-- Texte source --
________
Didier Jourdan : "La grippe A est une opportunité éducative" 

Est-il encore temps ? Le 26 août, le Café estimait qu'à l'occasion de la pandémie, l'Ecole avait manqué deux rendez-vous : celui de l'éducation à la santé et , à travers la continuité éducative, celui de s'inscrire dans sa communauté. Pour Didier Jourdan, spécialiste de l'éducation à la santé, il est encore temps.  " L’enjeu clé n’est pas technique, il est citoyen : faire preuve de solidarité et de responsabilité."


Un plan a été mis en place par le gouvernement. Pensez vous qu'il soit insuffisant ?
________
-- Données fournies --
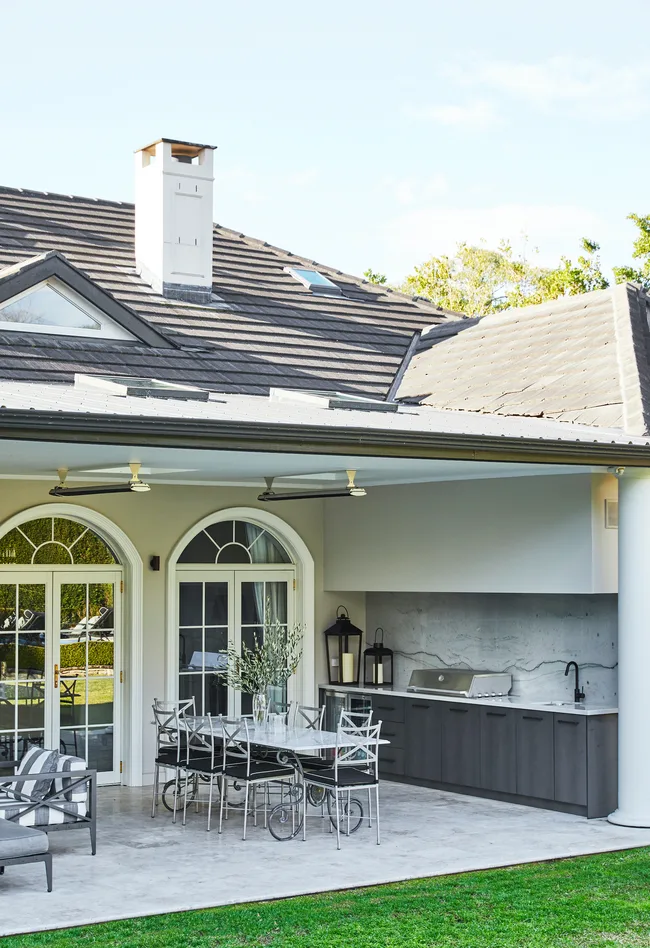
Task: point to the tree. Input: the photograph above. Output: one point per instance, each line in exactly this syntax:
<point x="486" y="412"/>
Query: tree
________
-- Consigne --
Relevez toutes les personnes, publications et institutions que mentionne le texte source.

-- Réponse --
Didier Jourdan ; le Café ; l'Ecole ; le gouvernement.